**Task description**
Answer these questions about the power series solution below:
1. Which differential equation does the question ask to solve?
2. What form is the solution assumed to take?
3. At what value of n does the sum for y′ begin after differentiating?

**Document passage**
————
Question

How do you use Power Series to solve the differential equation ${y}'-y=0~$?

Answer 1

In this problem, we need to calculate the solution of the differential equation by using the power series. For this, we will assume the solution as $y=\sum\limits_{n=0}^{\infty }{{{c}_{n}}{{x}^{n}}}$ where ${{c}_{n}}$ is to be determined. Next, we will calculate all the values that we have in the given equation from the value of $y$. That means we will calculate the value of ${y}'$ by derivating the value of $y$ with respect to $x$. After calculating all the values, we will substitute them in the given equation and simplify the equation to the value of ${{c}_{n}}$. From the value of ${{c}_{n}}$, we can write the solution of the differential equation.

Complete step-by-step solution:
From our problem, the differential equation is ${y}'-y=0~$.
Let us assume the solution of the given differential equation from the power series, that is,
$y=\sum\limits_{n=0}^{\infty }{{{c}_{n}}{{x}^{n}}}$
In the given equation, we have the values $y,{y}'$. To calculate the value of ${y}'$, we have to derivate the value of $y$ with respect to $x$.
Therefore, on differentiating the value of $y$ with respect to $x$, we get:
$\Rightarrow {y}'=\sum\limits_{n=1}^{\infty }{n{{c}_{n}}{{x}^{n-1}}}$
Now, we have our equation as ${y}'-y=0~$.
————
**Data records**
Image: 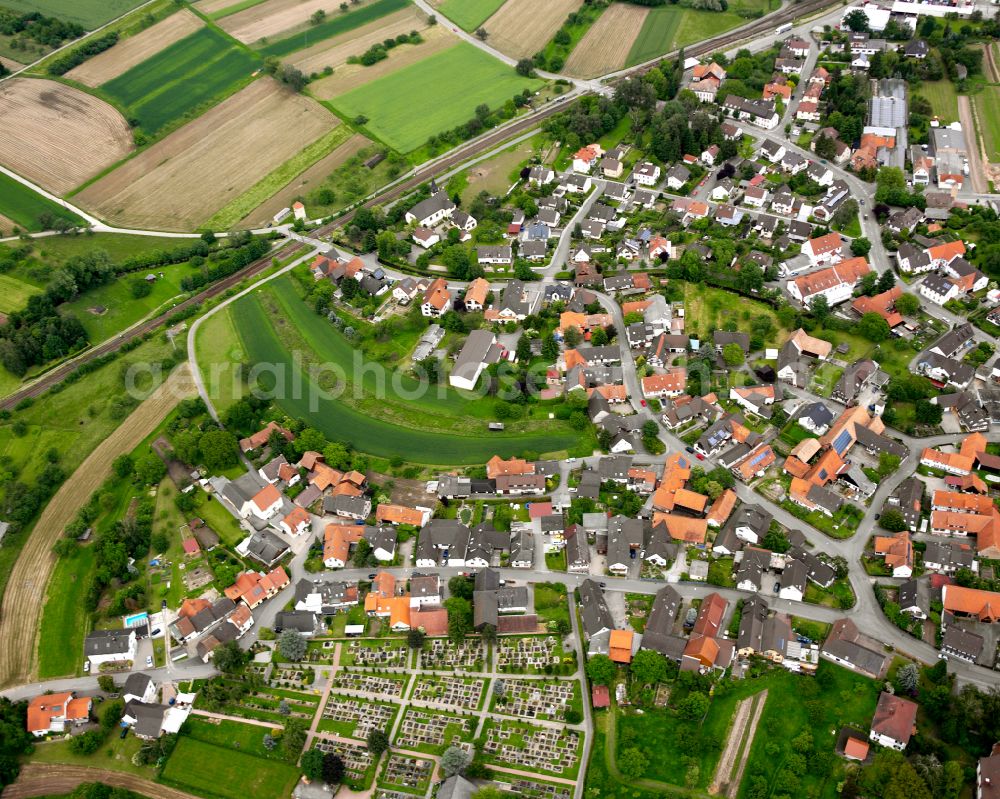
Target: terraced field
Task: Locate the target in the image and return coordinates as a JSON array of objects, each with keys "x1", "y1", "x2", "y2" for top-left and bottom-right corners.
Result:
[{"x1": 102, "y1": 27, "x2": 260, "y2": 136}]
————
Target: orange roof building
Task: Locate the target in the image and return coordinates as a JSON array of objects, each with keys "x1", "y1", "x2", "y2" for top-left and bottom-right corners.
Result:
————
**Expected answer**
1. y′ − y = 0
2. y = Σ cₙxⁿ, summed from n = 0 to ∞
3. n = 1